■ EXERCISE REQUIREMENTS
Retype the message on data quality in Wikipedia and Wikidata word for word, from start to finish.

■ GIVEN TEXT
— start —
Hoi,
Bolderdash and Wikipedia think. When you think Wikipedia has quality, and
it has, it does not have absolute quality. I have added a lot of
information from Wikipedia to Wikidata and there is a lot that is plain
wrong from a data perspective, there are the errors and there is a lot that
is just missing. This is particularly true when the subject is not really
what people are interested in. Things like the Polk award, subdistricts of
Botswana the list is long. I am adding much of the information by hand, add
missing parts and the main use for the missing data is in the relations.

As I have said so often, quality of data is in having the same data in
multiple sources. It follows that the data that can safely be added to
Wikidata is the data where multiple sources agree on the represented facts.
This is done easiest by bots and indeed there algorithms are defined in
their code. When new data is included based on a multitude of sources, what
is the source? Particularly when data is inconsistent as multiple sources
cannot agree on specific data, sources become relevant but it is also where
you go into real research.

Arguably, when data sources differ, you easily get into disputed facts and
fake facts. This is where sourcing the facts becomes relevant. It is also
where you get into real research and where as a consequence the license of
the information becomes irrelevant.
— end —
■ INFORMATION SHOWN
— start —
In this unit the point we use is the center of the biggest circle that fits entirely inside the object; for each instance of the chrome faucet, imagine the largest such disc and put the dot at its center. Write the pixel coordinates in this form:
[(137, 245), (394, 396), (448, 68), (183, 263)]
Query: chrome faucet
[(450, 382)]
— end —
■ SOLUTION
Hoi,
Bolderdash and Wikipedia think. When you think Wikipedia has quality, and
it has, it does not have absolute quality. I have added a lot of
information from Wikipedia to Wikidata and there is a lot that is plain
wrong from a data perspective, there are the errors and there is a lot that
is just missing. This is particularly true when the subject is not really
what people are interested in. Things like the Polk award, subdistricts of
Botswana the list is long. I am adding much of the information by hand, add
missing parts and the main use for the missing data is in the relations.

As I have said so often, quality of data is in having the same data in
multiple sources. It follows that the data that can safely be added to
Wikidata is the data where multiple sources agree on the represented facts.
This is done easiest by bots and indeed there algorithms are defined in
their code. When new data is included based on a multitude of sources, what
is the source? Particularly when data is inconsistent as multiple sources
cannot agree on specific data, sources become relevant but it is also where
you go into real research.

Arguably, when data sources differ, you easily get into disputed facts and
fake facts. This is where sourcing the facts becomes relevant. It is also
where you get into real research and where as a consequence the license of
the information becomes irrelevant.